◆ **Reading passage**:
MINISTRY OF JUSTICE, STOCKHOLM, SWEDEN

THE SWEDISH ACT PROHIBITING CERTAIN DOPING SUBSTANCES (1991:1969)

Section 1 This Act applies to:

    (a)  synthetic anabolic steroids,

    (b)  testosterone and its derivatives,

    (c)  growth hormones,

    (d)  chemical substances that increase the production and release of testosterone and its derivatives or of growth hormones.

Section 2 Other than for medicinal or scientific purposes, the substances specified in Section 1 may not be:

    1.  imported into the country,

    2.  transferred,

    3.  produced,

    4.  acquired for the purpose of transfer,

    5.  offered for sale,

    6.  possessed, or

    7.  used.

    The Act (1999:44).

Section 3 Any person who intentionally violates Section 2, subsections 2-7 shall be sentenced for a doping offence to imprisonment for at most two years.

  If, in view of the quantity of doping substances concerned and other circumstances, the offence referred to in paragraph one is regarded as petty, a fine or imprisonment for at most six months shall be imposed.

  Concerning the penalty for unlawful importation, etc, the provisions of the Smuggling of goods (penalties) Act, (2000:1245) apply. The Act (2000:1245).

Section 3a If an offence referred to in Section 3, paragraph one, is considered to be grave, imprisonment for at least six months and at most four years shall be imposed for a grave doping offence. In judging the gravity of the offence, special consideration shall be given to whether or not it was part of large-scale or professional operations, involved a particularly large quantity of doping substances or was otherwise of a particularly dangerous or ruthless nature. The Act (1999:44).

Section 4 An attempt or preparation to commit a doping offence not considered to be petty shall be sentenced in accordance with Chapter 23 of the Penal Code provided the criminal act was of a nature other than that referred to in Section 2, subsection 6 or 7.

  If several people have taken part in an offence referred to in Section 2, subsections 2-5, Chapter 23, Sections 4 and 5 of the Penal Code shall apply. The Act (1999:44).

Section 5 Substances that have been the object of crime under this Act or the value thereof and the proceeds of such crime shall be declared forfeit, unless this would be manifestly unreasonable. The same applies to an advance for such a crime or its value provided the advance has been received and its receipt is an offence under this Act.

  Property that has been used as an aid to crime under this Act orthe value of the property may be declared forfeit if this is essential for the prevention of crime or there are other special reasons. The same applies to property which has been handled in a manner constituting an offence under this Act.

Section 6 Concerning seizure of property to be forfeited in accordance with Section 5, the provisions of the Code of Judicial Procedure apply.

  The provisions set out in Section 2, subsections 1and 3 of the Act on the Forfeiture of Alcoholic Beverages, etc (1958:205) shall apply in corresponding fashion when seizure of the substances referred to in Section 1 of this Act takes place. However, the period of notification of dissatisfaction shall be counted from the date of the order. The Act (1994:1426).

REFERENCE:

Swedish Code of Statutes no: 1991:1969.

Title: Act prohibiting certain doping substances (1991:1969).

Issued: 19 December 1991.

With amendments: up to and including Swedish Code of Statutes 2000:1245.

◆ **What is expected**:
Answer these questions about the Swedish doping act:
1. What is the longest prison term that Section 3 allows for a doping offence?
2. What range of imprisonment does Section 3a set for a grave doping offence?
3. On what date was the act issued?

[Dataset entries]
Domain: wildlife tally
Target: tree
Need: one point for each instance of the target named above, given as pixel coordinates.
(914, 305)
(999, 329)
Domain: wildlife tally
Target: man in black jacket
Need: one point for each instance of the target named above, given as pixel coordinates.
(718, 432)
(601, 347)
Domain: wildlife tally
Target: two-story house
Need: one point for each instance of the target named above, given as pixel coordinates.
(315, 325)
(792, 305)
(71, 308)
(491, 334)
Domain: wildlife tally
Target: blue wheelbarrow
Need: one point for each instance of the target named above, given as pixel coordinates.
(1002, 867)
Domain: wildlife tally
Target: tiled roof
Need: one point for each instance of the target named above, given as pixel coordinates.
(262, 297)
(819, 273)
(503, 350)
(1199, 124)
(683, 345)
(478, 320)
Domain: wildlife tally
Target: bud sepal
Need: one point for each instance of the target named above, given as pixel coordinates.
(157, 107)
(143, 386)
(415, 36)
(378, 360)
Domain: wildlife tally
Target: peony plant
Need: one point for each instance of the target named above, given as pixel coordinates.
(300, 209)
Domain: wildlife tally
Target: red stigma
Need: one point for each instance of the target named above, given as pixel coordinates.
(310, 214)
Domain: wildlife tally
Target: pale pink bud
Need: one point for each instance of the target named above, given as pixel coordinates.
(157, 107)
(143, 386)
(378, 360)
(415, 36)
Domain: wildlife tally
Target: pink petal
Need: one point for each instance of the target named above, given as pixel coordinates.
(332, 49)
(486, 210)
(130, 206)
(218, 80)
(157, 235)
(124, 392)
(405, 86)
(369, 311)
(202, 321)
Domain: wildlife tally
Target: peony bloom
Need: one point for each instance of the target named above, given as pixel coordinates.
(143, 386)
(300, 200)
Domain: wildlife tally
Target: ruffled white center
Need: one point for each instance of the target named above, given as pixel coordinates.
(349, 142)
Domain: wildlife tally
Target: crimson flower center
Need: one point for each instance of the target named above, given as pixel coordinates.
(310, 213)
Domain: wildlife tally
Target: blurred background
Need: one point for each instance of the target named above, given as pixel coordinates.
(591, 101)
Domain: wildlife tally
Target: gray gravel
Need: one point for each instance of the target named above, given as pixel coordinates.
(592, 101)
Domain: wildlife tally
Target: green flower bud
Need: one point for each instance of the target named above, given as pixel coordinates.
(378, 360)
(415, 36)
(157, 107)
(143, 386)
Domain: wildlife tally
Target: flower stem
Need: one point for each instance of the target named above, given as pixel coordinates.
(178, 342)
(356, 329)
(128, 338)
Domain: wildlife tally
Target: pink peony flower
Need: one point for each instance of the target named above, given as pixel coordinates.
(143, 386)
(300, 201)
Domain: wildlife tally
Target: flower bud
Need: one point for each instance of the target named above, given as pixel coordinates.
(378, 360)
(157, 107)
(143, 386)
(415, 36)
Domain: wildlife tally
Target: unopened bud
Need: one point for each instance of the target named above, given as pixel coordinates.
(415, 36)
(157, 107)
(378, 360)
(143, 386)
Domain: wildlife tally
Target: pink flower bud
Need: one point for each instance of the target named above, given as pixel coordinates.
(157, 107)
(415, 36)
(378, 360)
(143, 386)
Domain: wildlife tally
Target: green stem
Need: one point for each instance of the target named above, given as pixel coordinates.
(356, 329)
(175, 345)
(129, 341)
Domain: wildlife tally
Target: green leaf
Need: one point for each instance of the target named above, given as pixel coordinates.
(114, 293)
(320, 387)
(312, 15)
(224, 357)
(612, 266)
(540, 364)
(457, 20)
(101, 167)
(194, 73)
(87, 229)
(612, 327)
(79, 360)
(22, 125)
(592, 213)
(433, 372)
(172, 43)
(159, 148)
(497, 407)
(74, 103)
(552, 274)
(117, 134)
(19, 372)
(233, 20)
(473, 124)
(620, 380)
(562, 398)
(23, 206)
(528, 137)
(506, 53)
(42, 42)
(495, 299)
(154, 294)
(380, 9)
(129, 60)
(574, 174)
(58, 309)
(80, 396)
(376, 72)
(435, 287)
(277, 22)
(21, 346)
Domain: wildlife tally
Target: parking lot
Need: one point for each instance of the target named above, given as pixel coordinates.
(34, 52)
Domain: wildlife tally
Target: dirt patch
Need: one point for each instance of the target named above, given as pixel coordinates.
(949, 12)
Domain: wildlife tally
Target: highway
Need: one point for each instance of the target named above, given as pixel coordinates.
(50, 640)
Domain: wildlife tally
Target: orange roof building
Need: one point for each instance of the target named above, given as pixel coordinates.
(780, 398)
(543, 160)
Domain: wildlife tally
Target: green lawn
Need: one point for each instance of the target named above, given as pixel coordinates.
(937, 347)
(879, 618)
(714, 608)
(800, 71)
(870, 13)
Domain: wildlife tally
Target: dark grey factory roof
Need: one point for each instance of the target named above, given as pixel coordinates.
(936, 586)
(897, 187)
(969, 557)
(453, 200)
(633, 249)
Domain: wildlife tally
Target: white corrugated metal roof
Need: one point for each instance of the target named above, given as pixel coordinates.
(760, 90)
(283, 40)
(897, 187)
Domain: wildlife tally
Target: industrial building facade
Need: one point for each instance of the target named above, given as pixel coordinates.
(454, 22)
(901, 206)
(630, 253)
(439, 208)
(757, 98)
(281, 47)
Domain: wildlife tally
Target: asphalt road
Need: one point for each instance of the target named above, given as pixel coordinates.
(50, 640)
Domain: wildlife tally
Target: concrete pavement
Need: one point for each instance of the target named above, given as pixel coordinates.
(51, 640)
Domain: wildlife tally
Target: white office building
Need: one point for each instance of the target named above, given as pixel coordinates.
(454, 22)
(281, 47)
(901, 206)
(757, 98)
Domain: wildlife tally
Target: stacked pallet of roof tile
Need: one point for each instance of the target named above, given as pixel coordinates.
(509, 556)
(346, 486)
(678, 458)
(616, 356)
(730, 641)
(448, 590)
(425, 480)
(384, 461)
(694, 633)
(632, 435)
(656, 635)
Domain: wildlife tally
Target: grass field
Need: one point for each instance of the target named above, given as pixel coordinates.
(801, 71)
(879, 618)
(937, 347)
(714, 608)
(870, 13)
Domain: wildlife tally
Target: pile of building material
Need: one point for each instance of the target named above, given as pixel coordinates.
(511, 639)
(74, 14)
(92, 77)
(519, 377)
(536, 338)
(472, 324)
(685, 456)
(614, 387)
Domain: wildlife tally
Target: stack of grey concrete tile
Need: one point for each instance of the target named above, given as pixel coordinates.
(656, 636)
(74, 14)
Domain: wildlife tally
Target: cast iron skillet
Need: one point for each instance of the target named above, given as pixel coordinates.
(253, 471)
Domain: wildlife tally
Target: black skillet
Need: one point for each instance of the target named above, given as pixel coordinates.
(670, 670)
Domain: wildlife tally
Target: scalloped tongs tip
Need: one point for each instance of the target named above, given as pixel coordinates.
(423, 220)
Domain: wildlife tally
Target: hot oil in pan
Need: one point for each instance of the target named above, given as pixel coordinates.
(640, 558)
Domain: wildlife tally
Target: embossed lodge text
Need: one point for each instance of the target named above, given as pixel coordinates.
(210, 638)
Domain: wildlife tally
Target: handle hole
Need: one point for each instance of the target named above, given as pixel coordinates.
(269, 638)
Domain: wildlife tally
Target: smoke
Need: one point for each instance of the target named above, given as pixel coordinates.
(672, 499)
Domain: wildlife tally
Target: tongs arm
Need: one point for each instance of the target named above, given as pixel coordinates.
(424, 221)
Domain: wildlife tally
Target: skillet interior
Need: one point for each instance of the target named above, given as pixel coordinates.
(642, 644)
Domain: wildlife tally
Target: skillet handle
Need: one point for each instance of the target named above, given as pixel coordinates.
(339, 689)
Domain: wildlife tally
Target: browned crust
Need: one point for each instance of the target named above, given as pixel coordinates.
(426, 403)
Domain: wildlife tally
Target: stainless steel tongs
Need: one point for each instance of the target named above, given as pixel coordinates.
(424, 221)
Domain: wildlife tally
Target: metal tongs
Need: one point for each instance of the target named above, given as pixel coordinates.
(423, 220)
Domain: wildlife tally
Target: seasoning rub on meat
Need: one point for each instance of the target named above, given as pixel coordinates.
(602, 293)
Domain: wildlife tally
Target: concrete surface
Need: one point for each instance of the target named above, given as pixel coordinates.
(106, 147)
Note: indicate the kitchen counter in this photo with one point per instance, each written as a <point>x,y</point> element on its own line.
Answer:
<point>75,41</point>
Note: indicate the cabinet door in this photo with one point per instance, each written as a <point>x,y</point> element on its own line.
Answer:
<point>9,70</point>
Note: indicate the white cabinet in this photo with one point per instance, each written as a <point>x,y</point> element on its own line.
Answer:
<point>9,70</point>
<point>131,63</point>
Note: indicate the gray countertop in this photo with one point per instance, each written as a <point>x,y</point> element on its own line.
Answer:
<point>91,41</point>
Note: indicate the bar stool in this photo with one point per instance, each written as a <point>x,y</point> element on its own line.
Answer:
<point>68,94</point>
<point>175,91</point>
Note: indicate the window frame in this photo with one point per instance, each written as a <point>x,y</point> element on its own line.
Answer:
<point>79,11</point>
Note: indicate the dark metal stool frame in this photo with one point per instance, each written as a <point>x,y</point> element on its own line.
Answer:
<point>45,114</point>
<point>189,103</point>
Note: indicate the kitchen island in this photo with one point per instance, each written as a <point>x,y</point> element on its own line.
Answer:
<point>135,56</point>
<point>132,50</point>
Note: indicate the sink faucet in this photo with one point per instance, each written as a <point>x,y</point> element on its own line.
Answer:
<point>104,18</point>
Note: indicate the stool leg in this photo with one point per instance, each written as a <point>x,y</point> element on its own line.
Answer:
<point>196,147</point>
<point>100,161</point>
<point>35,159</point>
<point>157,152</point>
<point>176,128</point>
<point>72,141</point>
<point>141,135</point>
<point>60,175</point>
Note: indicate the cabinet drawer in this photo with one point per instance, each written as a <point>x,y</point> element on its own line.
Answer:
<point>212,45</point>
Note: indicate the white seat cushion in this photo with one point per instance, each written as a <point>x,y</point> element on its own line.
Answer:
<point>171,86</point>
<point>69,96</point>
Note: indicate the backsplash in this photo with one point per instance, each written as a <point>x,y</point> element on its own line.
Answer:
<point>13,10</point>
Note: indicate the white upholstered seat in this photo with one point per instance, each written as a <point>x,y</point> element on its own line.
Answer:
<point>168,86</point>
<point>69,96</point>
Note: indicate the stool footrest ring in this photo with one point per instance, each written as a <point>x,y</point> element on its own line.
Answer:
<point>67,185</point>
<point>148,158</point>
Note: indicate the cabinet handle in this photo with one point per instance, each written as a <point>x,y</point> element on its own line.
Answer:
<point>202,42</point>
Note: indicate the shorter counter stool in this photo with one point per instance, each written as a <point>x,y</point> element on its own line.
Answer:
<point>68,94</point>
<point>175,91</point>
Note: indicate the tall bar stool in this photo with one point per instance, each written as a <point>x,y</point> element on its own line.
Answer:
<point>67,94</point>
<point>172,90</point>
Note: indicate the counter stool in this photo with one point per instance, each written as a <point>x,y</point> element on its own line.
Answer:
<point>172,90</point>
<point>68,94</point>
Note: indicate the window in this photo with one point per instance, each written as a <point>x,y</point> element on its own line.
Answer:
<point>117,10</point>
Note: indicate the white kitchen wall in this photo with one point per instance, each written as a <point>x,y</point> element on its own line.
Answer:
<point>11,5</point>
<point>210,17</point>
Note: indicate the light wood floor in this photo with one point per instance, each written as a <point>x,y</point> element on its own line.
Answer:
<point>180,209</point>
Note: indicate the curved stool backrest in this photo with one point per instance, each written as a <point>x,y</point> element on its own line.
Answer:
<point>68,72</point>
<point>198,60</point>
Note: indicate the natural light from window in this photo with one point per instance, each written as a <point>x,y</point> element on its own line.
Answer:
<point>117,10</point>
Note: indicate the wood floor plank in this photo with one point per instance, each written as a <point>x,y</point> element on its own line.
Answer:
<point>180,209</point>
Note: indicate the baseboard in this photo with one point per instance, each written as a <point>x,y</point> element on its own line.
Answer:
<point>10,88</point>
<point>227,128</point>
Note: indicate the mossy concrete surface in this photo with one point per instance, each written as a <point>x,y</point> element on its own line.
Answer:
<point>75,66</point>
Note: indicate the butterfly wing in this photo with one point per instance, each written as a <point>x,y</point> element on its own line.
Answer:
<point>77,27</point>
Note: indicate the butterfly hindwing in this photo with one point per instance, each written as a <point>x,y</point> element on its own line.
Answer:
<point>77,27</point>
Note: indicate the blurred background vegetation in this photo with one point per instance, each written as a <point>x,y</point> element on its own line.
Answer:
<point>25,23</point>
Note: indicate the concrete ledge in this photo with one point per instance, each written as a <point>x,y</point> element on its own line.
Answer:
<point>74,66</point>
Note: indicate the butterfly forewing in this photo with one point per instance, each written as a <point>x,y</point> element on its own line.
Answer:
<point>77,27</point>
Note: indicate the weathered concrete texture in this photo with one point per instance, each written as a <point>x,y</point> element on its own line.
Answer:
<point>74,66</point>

◆ **Written response**:
1. At most two years.
2. At least six months and at most four years.
3. 19 December 1991.